── Data ──

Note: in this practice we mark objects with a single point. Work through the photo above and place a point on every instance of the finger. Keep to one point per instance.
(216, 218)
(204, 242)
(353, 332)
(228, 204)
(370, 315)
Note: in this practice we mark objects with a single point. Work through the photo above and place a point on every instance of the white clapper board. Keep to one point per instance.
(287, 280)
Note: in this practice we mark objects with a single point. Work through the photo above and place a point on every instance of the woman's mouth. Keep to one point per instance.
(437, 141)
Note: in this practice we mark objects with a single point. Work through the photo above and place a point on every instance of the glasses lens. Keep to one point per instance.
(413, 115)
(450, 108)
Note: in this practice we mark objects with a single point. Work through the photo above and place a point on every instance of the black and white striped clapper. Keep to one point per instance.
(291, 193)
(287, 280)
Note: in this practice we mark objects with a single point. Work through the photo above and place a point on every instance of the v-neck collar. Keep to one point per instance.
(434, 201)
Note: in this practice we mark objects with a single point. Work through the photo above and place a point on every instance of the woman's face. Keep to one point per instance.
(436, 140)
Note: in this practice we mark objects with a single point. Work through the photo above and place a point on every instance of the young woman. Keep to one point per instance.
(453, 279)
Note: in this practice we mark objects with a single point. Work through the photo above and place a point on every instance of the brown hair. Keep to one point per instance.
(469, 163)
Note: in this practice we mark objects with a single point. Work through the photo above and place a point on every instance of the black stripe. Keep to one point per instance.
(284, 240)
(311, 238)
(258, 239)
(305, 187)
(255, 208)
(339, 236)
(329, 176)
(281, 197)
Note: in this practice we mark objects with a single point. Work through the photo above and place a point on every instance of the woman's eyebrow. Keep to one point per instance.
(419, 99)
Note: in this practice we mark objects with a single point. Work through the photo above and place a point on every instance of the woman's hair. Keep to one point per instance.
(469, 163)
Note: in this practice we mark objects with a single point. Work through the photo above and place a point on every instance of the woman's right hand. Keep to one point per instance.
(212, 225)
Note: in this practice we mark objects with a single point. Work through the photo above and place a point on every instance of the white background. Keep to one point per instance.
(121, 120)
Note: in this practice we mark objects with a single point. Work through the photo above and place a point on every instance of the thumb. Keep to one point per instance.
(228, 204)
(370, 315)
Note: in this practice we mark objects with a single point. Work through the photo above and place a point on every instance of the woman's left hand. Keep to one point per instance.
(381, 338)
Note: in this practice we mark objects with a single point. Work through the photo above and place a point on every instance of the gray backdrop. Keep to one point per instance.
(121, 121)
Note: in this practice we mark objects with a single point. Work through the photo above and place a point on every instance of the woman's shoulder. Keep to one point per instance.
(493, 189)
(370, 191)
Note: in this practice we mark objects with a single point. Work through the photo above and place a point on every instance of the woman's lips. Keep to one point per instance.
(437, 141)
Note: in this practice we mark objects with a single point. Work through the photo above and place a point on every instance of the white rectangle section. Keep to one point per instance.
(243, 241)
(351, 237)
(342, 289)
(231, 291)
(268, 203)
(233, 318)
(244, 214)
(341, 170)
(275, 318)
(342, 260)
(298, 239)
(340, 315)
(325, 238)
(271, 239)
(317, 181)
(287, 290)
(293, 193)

───

Your assignment
Restate each entry exactly, skipping none.

Written response
Note: in this practice we mark objects with a single point. Work through the photo above and place a point on every instance of the finger. Keep to one point per instance.
(216, 218)
(204, 242)
(353, 332)
(228, 204)
(370, 315)
Note: in this practice we mark objects with a single point. Work through the photo above and place a point on every instance of the white clapper board. Keep to one point per instance.
(287, 280)
Note: in this practice we mark objects with a single point. Work through the photo above and place a point on every instance of the woman's mouth. Keep to one point per instance.
(437, 141)
Note: in this practice we mark objects with a single point. Work through the photo above and place a point on every instance of the glasses lens. Keep to one point per instance.
(413, 115)
(450, 108)
Note: in this practice we mark objects with a single point. Work through the photo above and place a point on every instance of the black and white striped clapper. Keep to one point per instance.
(291, 193)
(287, 280)
Note: in this practice we mark objects with a single point. Work through the photo above and place a point on every instance of the v-neck collar. Keep to one point per instance.
(434, 201)
Note: in this practice we mark objects with a single point. Work through the photo above and place a point on every instance of the woman's face. Keep to one point per instance.
(436, 140)
Note: in this practice we mark objects with a single point. Work through the photo above and place a point on every instance of the young woman. Keep to one point per instance.
(453, 279)
Note: in this practice we mark objects with a single point. Work through the photo above and place a point on every instance of the brown hair. Keep to one point per instance.
(469, 163)
Note: in this practice we mark objects with a single point. Work through the photo above and place a point on every instance of the black stripe. Keep to one point per instance.
(284, 240)
(311, 238)
(258, 239)
(305, 187)
(255, 208)
(339, 236)
(329, 176)
(281, 197)
Note: in this practice we mark objects with a single point. Work through the photo above and place a point on every instance of the woman's eyebrow. Keep to one point per instance.
(419, 99)
Note: in this practice we mark objects with a single point. Work through the photo above and place a point on every instance of the woman's hair. Keep to one point per instance.
(469, 163)
Note: in this practice we mark objects with a single point. Work through the photo above and place a point on every instance of the woman's right hand. Keep to one point per instance.
(212, 225)
Note: in this practice we mark objects with a single point. Work through the photo above and place a point on every instance of the white background. Keep to one point per instance.
(121, 120)
Note: in this practice we mark objects with a single point. Work through the photo above and place a point on every instance of the thumb. Keep to one point per instance.
(228, 204)
(370, 315)
Note: in this practice we mark objects with a single point. Work through the photo above and place a point on every instance of the woman's left hand. Keep to one point per instance.
(381, 338)
Note: in this practice we mark objects with a single point. Work through the photo above and place a point on every instance of the gray backdrop. Keep to one point per instance.
(121, 121)
Note: in this practice we mark objects with a single point. Work through the photo above and place a point on every instance of the woman's shoulder. Keep to one point per instance.
(493, 189)
(370, 191)
Note: in this practice we mark objects with a single point. Work through the photo above and place a point on every instance of the woman's lips. Keep to one point per instance.
(437, 141)
Note: in this practice we mark objects with a single point. Work through the photo above and place a point on every instance of the white rectangle section. Keep to one point per instance.
(243, 241)
(351, 237)
(342, 289)
(231, 291)
(268, 203)
(233, 318)
(244, 214)
(341, 170)
(275, 318)
(342, 260)
(298, 239)
(340, 315)
(325, 238)
(271, 239)
(317, 181)
(287, 290)
(293, 193)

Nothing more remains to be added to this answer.